* **Passage for review**:
┌────────

The project is so successful that Peter feels there is a great need to explain and share these methods and educational programs with others and to work out the adoption of such programs elsewhere. Now he wants to expand the vocational training program to educate members of the community to organize themselves in order to lead independent lives. He has initiated the placement of older children in technical training schools and wants to develop programs for children over 14 years of age. He has begun this by extending the Cooperating Schools Network to include graduates from his secondary school. Already the parents of children going to the Dear House feel themselves very much a community and Peter wants to spread these grassroots organizational skills to others so that they can become credible leaders in their community, able to transfer real human goals and values on to others.
The Person
Peter comes from a Roma family with six children. When he was 4 years old his parents turned him over to the state authorities because they could not take care of him and he grew up in Berkesz Home for Children, which is a state orphanage. He attended secondary school where he was classified as mentally retarded. He graduated from the Teacher Training College in Nyiregyhaza with degrees in biology and gymnastics. Later he attended the Kossuth Lajos University of Sciences, in the Faculty of Education. For five years he taught in the Berkesz Home for Children where he had grown up. He was an official consultant and "parent" at the Institute for Children and Young People in Nyiregyhaza and later took the job in Nyirtelek where he began to institutionalize his methods and vision. More recently he was employed for 6 months as a regional advisor and professional program advisor for the Soros Foundation. He has published a text titled: Individual Alternative Personal Development Education Program for Disadvantaged Roma Children, From 1st Grade to 4th Grade. He says, "because we have people's trust we are successful and can show a positive visual impact. I am sure there is a tremendous need for these projects and their expansion. I am a pioneer. I started the program, found and reinforced the teachers, social workers and leaders who were able to improve their environment and the current situation of the endangered Roma minority." Peter is also the father of 3 children and says that his wife, also a teacher, stays at home in order to give some sense of constancy and continuity to their children as he fulfills his mission.

└────────

* **Problem 1**: According to the passage about Peter, from which college did he graduate, and in which subjects did he earn degrees?
* **Problem 2**: Output verbatim the section of the passage about Peter starting with "The project is" and going on through "on to others.".

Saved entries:
┌────────

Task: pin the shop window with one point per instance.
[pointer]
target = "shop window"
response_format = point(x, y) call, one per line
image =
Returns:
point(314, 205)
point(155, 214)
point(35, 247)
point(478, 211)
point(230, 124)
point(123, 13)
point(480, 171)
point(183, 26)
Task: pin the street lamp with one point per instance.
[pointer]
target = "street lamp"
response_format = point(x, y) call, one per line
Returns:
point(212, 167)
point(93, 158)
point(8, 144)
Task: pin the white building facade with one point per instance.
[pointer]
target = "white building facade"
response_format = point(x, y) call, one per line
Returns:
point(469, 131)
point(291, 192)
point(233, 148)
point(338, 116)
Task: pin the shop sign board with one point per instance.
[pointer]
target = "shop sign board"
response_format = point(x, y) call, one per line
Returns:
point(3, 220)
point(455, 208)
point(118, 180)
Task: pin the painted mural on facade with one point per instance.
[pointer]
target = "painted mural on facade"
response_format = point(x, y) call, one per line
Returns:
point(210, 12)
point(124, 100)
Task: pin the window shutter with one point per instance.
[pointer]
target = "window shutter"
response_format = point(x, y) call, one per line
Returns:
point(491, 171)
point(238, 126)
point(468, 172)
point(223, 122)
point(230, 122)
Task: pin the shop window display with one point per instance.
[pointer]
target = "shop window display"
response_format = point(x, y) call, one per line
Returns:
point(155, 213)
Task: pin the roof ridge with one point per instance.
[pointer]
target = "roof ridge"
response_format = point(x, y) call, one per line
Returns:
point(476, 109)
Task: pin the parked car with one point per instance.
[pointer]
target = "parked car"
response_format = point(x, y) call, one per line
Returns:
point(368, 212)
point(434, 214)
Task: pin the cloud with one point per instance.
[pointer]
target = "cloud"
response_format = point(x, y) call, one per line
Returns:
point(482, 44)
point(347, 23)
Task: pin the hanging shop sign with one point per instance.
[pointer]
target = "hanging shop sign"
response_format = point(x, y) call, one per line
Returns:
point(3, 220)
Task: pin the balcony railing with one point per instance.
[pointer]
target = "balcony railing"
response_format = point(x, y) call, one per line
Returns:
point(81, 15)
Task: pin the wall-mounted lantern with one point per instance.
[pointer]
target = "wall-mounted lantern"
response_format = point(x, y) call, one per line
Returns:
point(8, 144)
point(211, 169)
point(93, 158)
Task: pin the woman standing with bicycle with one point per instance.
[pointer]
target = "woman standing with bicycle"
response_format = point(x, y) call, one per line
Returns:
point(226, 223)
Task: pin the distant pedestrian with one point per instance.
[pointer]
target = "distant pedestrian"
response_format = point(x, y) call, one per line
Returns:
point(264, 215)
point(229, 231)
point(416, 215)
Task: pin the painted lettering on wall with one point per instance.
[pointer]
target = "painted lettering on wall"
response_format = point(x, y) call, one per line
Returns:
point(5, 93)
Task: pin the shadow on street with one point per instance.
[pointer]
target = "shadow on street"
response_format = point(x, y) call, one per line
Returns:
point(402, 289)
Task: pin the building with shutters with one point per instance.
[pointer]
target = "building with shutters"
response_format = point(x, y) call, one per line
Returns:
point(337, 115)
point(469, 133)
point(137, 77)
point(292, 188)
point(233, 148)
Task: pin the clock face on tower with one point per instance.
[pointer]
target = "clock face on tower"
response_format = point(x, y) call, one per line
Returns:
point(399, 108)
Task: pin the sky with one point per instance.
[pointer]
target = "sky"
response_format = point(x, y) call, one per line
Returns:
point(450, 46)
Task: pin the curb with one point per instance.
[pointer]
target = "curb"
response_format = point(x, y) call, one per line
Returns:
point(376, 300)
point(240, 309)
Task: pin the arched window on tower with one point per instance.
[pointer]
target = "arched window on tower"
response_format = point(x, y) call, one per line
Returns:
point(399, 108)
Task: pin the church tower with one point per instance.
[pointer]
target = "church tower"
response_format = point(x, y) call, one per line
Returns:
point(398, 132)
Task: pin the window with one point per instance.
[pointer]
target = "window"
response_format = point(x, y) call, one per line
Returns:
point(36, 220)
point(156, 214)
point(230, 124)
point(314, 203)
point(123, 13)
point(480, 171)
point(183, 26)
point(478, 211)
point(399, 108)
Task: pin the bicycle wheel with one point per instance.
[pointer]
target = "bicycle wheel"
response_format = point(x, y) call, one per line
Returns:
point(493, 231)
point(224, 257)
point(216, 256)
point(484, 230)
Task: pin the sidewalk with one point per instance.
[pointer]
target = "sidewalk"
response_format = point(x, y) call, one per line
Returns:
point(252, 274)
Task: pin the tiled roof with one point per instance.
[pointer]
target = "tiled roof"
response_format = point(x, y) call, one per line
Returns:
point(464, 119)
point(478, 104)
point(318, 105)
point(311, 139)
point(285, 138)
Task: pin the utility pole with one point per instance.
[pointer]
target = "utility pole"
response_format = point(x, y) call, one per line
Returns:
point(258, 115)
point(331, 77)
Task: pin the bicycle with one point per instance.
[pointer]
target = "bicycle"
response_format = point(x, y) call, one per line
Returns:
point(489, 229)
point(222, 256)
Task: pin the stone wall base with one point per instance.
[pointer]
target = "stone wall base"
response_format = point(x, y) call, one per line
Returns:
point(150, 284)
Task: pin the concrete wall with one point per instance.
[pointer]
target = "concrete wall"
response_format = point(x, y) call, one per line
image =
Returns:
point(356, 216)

└────────

* **Final answer 1**: He graduated from the Teacher Training College in Nyiregyhaza with degrees in biology and gymnastics.

* **Final answer 2**:
The project is so successful that Peter feels there is a great need to explain and share these methods and educational programs with others and to work out the adoption of such programs elsewhere. Now he wants to expand the vocational training program to educate members of the community to organize themselves in order to lead independent lives. He has initiated the placement of older children in technical training schools and wants to develop programs for children over 14 years of age. He has begun this by extending the Cooperating Schools Network to include graduates from his secondary school. Already the parents of children going to the Dear House feel themselves very much a community and Peter wants to spread these grassroots organizational skills to others so that they can become credible leaders in their community, able to transfer real human goals and values on to others.